◆ EXERCISE BRIEF
Copy out the rows from the line containing "The component shall indicate one point per instance of the black" through the last row, keeping every wording line unchanged and shifting each point coordinate by adding 36 to both of its numbers. Leave the pictures out.

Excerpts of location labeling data
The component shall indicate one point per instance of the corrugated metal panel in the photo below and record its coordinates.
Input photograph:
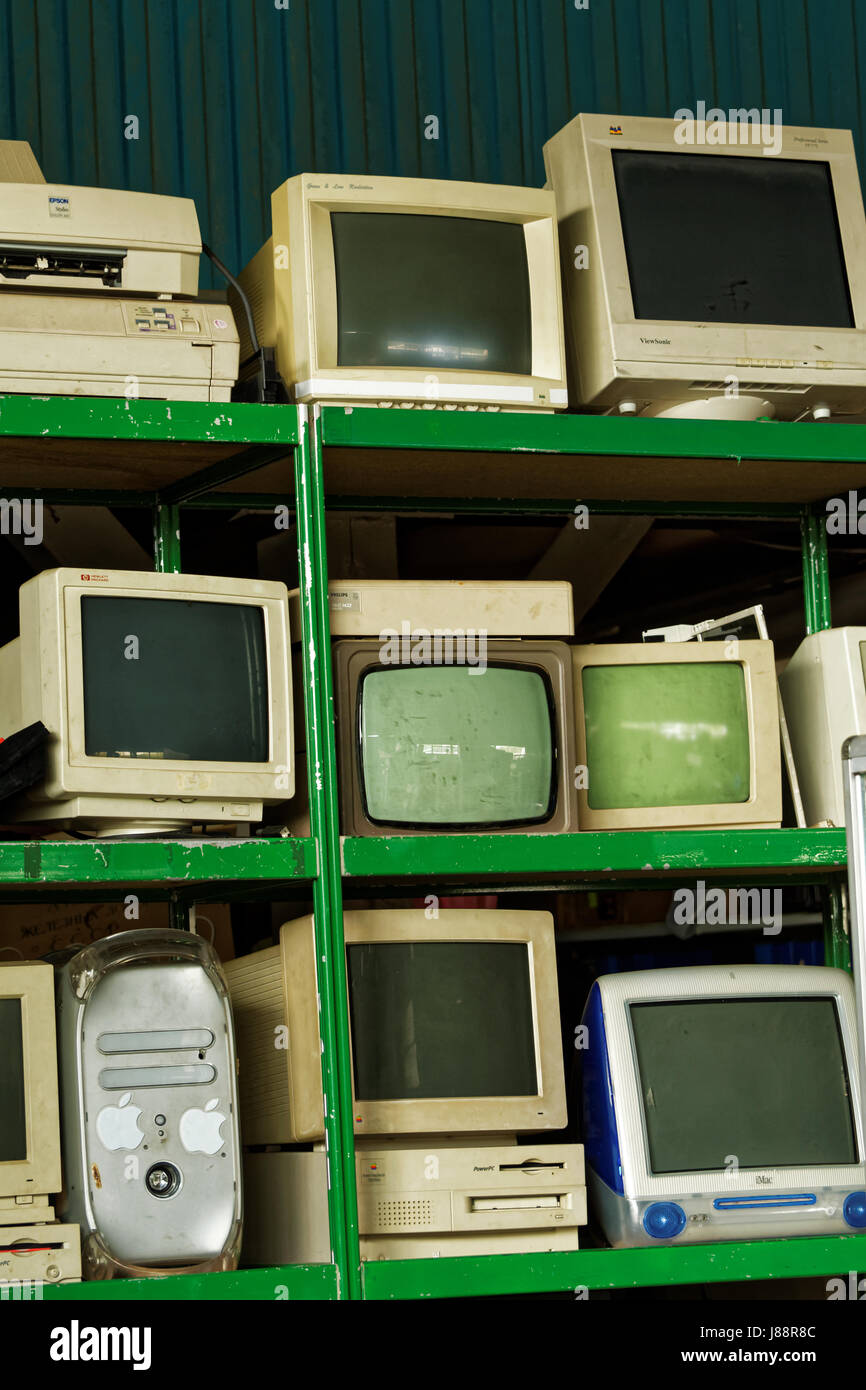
(232, 96)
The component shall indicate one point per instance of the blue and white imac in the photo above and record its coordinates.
(722, 1102)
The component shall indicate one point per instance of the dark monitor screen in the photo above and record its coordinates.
(441, 1019)
(174, 679)
(759, 1080)
(13, 1102)
(414, 289)
(733, 239)
(456, 745)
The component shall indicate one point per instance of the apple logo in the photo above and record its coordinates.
(117, 1125)
(200, 1129)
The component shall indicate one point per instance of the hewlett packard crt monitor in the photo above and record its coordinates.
(712, 267)
(413, 292)
(722, 1102)
(677, 734)
(167, 698)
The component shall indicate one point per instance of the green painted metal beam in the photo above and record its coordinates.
(289, 1283)
(609, 852)
(588, 1269)
(47, 862)
(612, 437)
(86, 417)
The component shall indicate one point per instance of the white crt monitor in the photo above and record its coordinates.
(455, 1027)
(823, 688)
(722, 1102)
(412, 292)
(674, 736)
(29, 1114)
(724, 266)
(167, 698)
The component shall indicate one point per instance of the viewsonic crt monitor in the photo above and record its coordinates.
(677, 736)
(458, 716)
(823, 688)
(167, 698)
(455, 1027)
(34, 1247)
(723, 1104)
(711, 267)
(412, 292)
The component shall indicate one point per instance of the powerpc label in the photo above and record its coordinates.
(345, 601)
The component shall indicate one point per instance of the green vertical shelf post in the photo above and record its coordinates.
(327, 887)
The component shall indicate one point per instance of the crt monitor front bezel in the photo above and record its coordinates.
(466, 1115)
(608, 345)
(302, 211)
(356, 658)
(763, 805)
(695, 983)
(38, 1175)
(50, 635)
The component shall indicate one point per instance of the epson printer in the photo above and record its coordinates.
(97, 292)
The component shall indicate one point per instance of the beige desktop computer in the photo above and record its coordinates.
(713, 268)
(455, 1051)
(34, 1247)
(412, 292)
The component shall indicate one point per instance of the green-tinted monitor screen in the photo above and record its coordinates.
(759, 1080)
(174, 679)
(13, 1102)
(666, 734)
(456, 745)
(441, 1019)
(416, 289)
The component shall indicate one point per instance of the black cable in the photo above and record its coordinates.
(235, 285)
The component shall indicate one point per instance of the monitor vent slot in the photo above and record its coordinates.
(747, 388)
(402, 1212)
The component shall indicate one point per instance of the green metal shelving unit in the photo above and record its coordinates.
(171, 458)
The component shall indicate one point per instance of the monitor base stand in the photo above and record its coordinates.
(712, 407)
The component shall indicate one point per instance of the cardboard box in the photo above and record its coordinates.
(32, 930)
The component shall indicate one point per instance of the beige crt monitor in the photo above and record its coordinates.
(823, 688)
(412, 292)
(677, 736)
(662, 316)
(274, 990)
(32, 1246)
(167, 698)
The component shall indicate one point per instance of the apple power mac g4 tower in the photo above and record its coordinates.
(149, 1107)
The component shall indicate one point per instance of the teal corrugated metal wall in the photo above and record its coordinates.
(232, 96)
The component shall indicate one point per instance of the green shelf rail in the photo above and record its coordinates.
(180, 456)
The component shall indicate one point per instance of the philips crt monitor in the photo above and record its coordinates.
(455, 1050)
(453, 706)
(167, 698)
(149, 1105)
(32, 1244)
(412, 292)
(823, 688)
(677, 736)
(722, 274)
(723, 1104)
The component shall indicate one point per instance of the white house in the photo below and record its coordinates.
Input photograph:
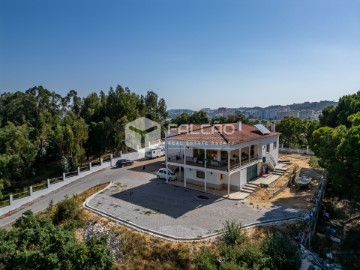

◆ ANSWER TO THIS PROBLEM
The component shall indicate one point per instance of the black cable in the photo above and record its coordinates.
(271, 321)
The component shall indicate one point per instance of the monitor vent slot in the photo above and record its coordinates.
(783, 424)
(438, 1248)
The component shall indicate one point per instance of the green metal shelving unit in the photo above and record its coordinates.
(207, 494)
The component shall indicate one point per instance of the monitor base stand in the photo above and record its coordinates.
(748, 443)
The component shall indicate one point per instance of the cardboard box in the photo above and record its coordinates.
(68, 966)
The component shall indicate one point per instance of the beige crt monitor in the photo above and record its coordinates.
(859, 724)
(448, 328)
(713, 772)
(698, 352)
(310, 1026)
(68, 1282)
(203, 734)
The component shall indicate one point per instance of the apple power mac g4 tower in the photo above and record its coordinates.
(185, 1143)
The component shall indicate one point per instance of the teal corrugated metal wall in the photo above and record its coordinates.
(268, 132)
The component shall indicate one point per instance of the green shelf rail in the photo above and record its coordinates.
(216, 492)
The component shall indicate one point per instance of the philips crt monitor in the photo above and record its coordinates.
(491, 1086)
(489, 742)
(203, 734)
(185, 1141)
(68, 1280)
(448, 328)
(859, 724)
(713, 772)
(758, 310)
(759, 1140)
The component shall indicate one point per instance of the white house in the photo below and record its coordinates.
Input photograph:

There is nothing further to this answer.